STATED GOAL
The records that follow need to be output exactly as they are.

EXERCISE MATERIALS
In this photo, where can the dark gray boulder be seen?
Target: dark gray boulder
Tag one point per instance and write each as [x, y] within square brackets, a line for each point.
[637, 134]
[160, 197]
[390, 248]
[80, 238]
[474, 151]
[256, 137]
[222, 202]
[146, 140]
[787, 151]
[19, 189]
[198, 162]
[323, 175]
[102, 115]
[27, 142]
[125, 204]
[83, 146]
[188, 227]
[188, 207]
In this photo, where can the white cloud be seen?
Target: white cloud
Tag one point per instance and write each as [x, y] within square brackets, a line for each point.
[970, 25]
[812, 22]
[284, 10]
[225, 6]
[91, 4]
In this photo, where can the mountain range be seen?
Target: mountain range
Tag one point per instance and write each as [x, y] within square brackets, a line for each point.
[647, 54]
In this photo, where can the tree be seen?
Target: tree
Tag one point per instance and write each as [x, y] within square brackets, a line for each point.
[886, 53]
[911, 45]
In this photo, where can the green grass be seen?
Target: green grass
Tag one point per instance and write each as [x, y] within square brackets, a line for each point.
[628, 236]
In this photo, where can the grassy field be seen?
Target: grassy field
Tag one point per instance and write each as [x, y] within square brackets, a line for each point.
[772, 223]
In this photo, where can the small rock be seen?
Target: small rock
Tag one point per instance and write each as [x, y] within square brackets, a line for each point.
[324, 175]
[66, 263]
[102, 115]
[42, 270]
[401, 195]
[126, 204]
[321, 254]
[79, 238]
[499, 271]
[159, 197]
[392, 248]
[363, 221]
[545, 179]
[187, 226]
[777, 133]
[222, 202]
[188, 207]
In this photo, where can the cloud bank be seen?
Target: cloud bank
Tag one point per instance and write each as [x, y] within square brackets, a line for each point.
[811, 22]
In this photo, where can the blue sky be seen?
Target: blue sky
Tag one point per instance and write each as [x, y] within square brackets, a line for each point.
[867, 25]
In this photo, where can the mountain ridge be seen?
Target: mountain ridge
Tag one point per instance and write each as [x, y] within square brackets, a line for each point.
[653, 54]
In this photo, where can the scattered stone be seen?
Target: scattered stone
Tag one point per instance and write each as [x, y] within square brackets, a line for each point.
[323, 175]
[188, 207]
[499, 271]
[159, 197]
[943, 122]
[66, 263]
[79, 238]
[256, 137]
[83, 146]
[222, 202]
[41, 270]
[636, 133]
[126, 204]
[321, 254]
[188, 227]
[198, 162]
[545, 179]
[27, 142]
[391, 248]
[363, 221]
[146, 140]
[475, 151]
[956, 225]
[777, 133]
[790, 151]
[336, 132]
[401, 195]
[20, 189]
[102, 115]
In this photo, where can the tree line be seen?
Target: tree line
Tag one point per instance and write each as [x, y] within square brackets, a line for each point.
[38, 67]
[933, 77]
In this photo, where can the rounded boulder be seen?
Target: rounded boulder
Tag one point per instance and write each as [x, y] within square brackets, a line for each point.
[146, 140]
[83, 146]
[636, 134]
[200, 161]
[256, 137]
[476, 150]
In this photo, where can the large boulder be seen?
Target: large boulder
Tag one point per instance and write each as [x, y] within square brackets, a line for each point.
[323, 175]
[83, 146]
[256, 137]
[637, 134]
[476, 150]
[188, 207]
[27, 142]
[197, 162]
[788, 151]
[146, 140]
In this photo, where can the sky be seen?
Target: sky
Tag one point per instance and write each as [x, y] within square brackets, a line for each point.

RESPONSE BELOW
In this photo, where can the dark gray boulder be seen?
Target: dark gray boulder
Tag one point per instance and write each as [x, y] within square brackets, a line for each point.
[637, 134]
[160, 197]
[390, 248]
[80, 238]
[474, 151]
[256, 137]
[222, 202]
[146, 140]
[787, 151]
[19, 189]
[198, 162]
[323, 175]
[102, 115]
[27, 142]
[125, 204]
[83, 146]
[188, 227]
[188, 207]
In this photo, where can the white cloud be seen?
Target: white cloud
Tag one point per instance and write each as [x, y] within square brackets, a line for each point.
[970, 25]
[812, 22]
[284, 10]
[225, 6]
[91, 4]
In this photo, where can the mountain range be seen?
Target: mountain range
Tag one point per instance and write each as [x, y] within square brackets, a line for each point.
[647, 54]
In this photo, where can the tree be seen?
Target: tree
Tag one point per instance and write each as [x, y] within square brackets, a line for each point.
[886, 53]
[911, 45]
In this photo, where can the green grass be seen?
Target: green grass
Tag one point per instance and write each as [x, y] within square brackets, a line for each point.
[628, 236]
In this photo, where can the grassy field be seen?
Target: grassy field
Tag one point per instance and write each as [x, y] within square brackets, a line for each point.
[772, 223]
In this photo, where can the small rock be seen?
Target: small rock
Tag one point per instance and write each as [x, y] within square brackets, a line for each point.
[324, 175]
[66, 263]
[102, 115]
[42, 270]
[401, 195]
[126, 204]
[321, 254]
[79, 238]
[499, 271]
[159, 197]
[392, 248]
[363, 221]
[545, 179]
[187, 226]
[777, 133]
[222, 202]
[188, 207]
In this photo, where can the cloud bank be seen?
Target: cloud bank
Tag one point per instance and write each as [x, y] within square brackets, a line for each point.
[811, 22]
In this photo, where can the blue sky be seen?
Target: blue sky
Tag one point per instance and write each as [x, y] within square brackets, a line for each point.
[867, 25]
In this photo, where can the mountain ridge be seen?
Target: mountain ridge
Tag one point per instance and write each as [x, y] within square brackets, a line for each point.
[653, 54]
In this photo, where can the scattered stone be seen?
Target: scattered stone
Tag one point per instance and write each as [x, y] within square brackets, a line for each point.
[323, 175]
[188, 207]
[499, 271]
[159, 197]
[943, 122]
[66, 263]
[79, 238]
[256, 137]
[83, 146]
[222, 202]
[41, 270]
[636, 133]
[126, 204]
[321, 254]
[188, 227]
[198, 162]
[545, 179]
[27, 142]
[391, 248]
[363, 221]
[146, 140]
[475, 151]
[956, 225]
[777, 133]
[790, 151]
[336, 132]
[401, 195]
[20, 189]
[102, 115]
In this photo, where can the tree line be seen?
Target: tree line
Tag one point per instance and write each as [x, y] within square brackets, a line for each point.
[38, 67]
[933, 77]
In this photo, where can the rounded boulder be seen?
Target: rounded boulder
Tag one point per instance and write each as [x, y] within square brackets, a line for each point.
[146, 140]
[83, 146]
[636, 134]
[200, 161]
[256, 137]
[476, 150]
In this photo, where can the large boulder be seen?
Target: large boulder
Tag one point per instance and write each as [x, y] within square brackets, a line for each point.
[323, 175]
[83, 146]
[256, 137]
[637, 134]
[476, 150]
[188, 207]
[27, 142]
[197, 162]
[788, 151]
[146, 140]
In this photo, where can the sky be seen?
Target: sky
Tag one point per instance and write each as [x, y] within square brackets, a line for each point.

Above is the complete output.